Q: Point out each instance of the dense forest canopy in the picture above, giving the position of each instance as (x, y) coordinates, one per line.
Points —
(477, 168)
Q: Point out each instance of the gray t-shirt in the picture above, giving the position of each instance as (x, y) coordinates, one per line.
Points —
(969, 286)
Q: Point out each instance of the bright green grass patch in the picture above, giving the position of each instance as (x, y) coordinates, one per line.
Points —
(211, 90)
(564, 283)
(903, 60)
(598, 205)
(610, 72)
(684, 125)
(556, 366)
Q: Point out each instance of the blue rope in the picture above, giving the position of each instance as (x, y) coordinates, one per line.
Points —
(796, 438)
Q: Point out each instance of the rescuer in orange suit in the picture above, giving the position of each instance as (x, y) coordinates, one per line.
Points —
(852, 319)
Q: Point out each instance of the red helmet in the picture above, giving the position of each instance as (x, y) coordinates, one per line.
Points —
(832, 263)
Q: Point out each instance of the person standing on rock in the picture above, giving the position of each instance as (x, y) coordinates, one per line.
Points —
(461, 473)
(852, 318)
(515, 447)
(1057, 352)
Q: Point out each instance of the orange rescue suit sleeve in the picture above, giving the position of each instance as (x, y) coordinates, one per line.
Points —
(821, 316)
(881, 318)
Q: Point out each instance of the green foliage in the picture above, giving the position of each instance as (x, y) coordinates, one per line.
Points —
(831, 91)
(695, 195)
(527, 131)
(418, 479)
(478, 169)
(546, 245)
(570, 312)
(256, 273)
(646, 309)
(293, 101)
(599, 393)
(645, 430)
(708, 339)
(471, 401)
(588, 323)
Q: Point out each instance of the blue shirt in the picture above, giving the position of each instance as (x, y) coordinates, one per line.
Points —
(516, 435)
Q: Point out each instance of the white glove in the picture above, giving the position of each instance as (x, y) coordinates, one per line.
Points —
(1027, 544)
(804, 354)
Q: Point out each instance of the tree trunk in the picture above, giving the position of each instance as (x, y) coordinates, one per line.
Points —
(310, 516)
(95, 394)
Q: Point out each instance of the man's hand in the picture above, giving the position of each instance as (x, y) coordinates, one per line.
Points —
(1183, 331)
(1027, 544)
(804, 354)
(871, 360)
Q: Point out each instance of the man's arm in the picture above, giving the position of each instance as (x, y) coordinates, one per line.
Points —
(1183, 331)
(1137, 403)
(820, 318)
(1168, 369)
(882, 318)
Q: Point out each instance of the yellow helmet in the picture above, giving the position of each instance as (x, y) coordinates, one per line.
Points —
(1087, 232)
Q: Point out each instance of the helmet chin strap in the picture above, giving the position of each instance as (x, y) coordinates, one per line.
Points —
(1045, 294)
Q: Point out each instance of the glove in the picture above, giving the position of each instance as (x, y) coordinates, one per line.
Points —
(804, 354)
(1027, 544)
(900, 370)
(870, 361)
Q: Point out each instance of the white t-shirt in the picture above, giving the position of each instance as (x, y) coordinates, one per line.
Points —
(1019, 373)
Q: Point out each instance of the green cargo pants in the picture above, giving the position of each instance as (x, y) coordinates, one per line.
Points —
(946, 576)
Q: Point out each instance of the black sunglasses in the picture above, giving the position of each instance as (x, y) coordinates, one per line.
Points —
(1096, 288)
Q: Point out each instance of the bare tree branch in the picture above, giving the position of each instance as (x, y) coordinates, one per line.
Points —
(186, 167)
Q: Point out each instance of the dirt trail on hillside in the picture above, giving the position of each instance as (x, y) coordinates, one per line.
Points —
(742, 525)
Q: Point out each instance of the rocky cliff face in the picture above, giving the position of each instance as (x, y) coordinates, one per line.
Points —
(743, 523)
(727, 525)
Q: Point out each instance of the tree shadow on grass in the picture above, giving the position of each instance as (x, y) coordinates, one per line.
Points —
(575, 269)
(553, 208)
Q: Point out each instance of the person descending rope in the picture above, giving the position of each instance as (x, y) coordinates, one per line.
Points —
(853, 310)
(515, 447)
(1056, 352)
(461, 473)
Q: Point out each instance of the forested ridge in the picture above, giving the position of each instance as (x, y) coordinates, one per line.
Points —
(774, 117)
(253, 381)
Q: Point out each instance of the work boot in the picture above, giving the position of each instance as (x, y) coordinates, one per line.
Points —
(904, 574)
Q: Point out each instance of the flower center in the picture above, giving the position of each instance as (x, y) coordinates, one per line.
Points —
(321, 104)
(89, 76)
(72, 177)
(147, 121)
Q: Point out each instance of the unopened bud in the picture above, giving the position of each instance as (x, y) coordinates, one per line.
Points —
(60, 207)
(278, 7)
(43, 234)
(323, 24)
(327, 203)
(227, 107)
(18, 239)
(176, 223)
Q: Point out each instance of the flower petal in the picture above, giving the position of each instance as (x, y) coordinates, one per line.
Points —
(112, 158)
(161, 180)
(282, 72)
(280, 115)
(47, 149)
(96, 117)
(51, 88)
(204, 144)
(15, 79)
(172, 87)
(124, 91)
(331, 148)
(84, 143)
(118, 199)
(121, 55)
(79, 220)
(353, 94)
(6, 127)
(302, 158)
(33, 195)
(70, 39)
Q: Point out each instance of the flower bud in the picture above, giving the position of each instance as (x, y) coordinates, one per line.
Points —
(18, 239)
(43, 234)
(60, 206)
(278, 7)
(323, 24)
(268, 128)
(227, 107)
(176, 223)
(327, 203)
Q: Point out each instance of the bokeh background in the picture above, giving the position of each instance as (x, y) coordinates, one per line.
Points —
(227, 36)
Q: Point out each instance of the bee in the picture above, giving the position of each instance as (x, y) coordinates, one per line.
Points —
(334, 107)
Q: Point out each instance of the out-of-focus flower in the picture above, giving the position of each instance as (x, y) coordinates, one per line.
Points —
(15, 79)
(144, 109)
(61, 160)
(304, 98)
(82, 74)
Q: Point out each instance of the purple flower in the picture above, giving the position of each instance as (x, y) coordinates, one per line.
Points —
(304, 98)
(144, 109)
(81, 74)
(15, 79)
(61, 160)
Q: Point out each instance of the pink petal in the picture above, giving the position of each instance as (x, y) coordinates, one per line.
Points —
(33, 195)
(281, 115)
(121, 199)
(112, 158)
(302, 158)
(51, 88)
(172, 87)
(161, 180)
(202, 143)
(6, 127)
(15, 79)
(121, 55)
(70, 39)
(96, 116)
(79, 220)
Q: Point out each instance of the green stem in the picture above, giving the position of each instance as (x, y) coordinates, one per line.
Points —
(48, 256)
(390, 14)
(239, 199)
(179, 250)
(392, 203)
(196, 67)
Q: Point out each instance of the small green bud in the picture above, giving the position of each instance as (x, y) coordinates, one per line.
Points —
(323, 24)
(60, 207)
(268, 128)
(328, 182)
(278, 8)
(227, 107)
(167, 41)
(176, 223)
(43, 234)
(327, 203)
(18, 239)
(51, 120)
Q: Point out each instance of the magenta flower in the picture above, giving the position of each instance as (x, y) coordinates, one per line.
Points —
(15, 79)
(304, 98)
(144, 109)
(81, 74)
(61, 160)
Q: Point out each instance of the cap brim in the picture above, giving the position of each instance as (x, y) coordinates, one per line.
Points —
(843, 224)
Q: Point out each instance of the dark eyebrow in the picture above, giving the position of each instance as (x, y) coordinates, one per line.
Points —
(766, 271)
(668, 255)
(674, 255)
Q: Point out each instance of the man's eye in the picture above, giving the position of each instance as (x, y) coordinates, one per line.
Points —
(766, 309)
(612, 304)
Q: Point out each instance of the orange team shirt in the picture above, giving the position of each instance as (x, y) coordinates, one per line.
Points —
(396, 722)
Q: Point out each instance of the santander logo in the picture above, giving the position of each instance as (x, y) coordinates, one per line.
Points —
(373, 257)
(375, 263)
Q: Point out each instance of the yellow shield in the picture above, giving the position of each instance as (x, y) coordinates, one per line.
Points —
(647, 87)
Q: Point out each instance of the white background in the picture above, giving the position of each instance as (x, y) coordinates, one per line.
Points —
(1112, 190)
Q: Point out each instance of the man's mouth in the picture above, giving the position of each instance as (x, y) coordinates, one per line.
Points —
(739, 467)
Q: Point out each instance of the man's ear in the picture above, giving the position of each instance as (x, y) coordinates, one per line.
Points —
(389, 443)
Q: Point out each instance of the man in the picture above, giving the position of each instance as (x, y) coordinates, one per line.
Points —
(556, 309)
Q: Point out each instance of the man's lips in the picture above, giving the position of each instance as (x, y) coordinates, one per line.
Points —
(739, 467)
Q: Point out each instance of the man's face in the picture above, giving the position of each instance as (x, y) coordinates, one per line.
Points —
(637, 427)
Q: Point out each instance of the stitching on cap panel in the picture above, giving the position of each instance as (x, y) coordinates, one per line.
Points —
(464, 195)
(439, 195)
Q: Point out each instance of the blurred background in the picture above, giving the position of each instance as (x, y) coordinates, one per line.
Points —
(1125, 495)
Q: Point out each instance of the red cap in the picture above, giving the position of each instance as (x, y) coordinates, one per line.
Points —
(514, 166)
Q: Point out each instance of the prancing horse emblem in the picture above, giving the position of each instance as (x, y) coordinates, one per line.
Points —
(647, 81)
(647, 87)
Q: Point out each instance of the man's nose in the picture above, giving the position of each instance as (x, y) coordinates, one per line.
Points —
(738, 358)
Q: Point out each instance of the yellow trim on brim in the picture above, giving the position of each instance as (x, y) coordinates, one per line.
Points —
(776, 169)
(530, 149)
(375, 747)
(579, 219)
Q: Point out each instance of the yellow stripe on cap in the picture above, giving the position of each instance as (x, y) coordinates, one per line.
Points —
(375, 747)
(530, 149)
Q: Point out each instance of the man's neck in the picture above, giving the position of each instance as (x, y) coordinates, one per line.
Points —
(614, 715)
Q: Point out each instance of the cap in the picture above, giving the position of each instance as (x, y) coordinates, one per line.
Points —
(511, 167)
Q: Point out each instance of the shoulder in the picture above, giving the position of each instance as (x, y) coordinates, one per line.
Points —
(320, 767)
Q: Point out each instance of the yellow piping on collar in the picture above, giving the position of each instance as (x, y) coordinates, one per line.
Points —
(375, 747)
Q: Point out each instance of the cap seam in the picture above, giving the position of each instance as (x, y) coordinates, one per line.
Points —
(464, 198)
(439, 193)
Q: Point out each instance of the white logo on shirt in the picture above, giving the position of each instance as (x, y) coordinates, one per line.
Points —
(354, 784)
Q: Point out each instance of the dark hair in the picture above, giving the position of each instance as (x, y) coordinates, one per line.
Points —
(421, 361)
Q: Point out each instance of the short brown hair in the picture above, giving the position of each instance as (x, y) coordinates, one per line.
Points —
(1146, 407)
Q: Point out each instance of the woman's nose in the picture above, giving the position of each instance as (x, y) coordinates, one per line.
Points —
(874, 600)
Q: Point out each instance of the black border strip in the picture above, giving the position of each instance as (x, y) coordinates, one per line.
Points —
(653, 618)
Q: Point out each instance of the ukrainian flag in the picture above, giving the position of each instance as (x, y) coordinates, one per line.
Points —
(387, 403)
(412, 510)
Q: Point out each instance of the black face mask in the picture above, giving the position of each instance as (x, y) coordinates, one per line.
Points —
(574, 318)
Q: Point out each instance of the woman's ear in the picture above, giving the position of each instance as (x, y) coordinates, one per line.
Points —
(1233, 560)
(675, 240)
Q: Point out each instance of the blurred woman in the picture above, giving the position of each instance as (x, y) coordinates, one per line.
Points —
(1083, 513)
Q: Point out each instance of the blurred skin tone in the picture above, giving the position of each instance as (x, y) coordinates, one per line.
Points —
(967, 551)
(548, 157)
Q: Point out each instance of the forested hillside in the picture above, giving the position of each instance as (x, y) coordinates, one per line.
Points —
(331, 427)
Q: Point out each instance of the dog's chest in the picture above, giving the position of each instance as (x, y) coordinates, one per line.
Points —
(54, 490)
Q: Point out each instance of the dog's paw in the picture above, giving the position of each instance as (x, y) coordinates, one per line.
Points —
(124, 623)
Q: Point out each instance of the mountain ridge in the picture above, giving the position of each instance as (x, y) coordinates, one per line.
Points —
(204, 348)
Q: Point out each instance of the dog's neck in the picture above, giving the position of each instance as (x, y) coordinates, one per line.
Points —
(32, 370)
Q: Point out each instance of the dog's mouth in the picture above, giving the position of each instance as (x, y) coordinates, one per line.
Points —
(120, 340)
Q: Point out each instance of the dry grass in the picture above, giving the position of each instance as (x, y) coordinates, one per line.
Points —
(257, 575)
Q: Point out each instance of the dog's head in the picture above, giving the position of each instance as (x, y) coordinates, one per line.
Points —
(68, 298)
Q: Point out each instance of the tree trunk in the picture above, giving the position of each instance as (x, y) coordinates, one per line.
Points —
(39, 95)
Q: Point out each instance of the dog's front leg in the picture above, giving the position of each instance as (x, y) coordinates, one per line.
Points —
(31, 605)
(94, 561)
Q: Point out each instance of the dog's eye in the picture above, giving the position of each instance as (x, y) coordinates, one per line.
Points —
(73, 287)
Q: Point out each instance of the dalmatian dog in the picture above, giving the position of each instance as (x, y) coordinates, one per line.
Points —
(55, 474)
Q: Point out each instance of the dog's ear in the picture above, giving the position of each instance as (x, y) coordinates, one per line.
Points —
#####
Instruction:
Exactly repeat the lines from the line that contains "Q: Point out each instance of the dog's head" to the end of the entries, both included, and leave out all other lines.

Task output:
Q: Point out each instance of the dog's head in the picture above, giving the position of each instance as (x, y) coordinates, one per line.
Points —
(68, 298)
Q: Point out each instance of the tree trunk in the picture above, giving the position of each instance as (x, y) coordinates, one per line.
Points —
(39, 95)
Q: Point out each instance of the dog's front leg in the picture above, giving the position of each instance as (x, y) coordinates, one per line.
Points —
(31, 605)
(94, 561)
Q: Point out each instance of the dog's eye in the picture above, giving the position of each instance as (x, y) coordinates, one per line.
Points —
(73, 287)
Q: Point out each instance of the dalmatian dog in the picture above, giving the position of each instance as (x, y) coordinates, one per line.
Points —
(55, 474)
Q: Point out each instance of the dog's ear in the picture above, giving the position of each instance as (x, y) coordinates, one per line.
Points —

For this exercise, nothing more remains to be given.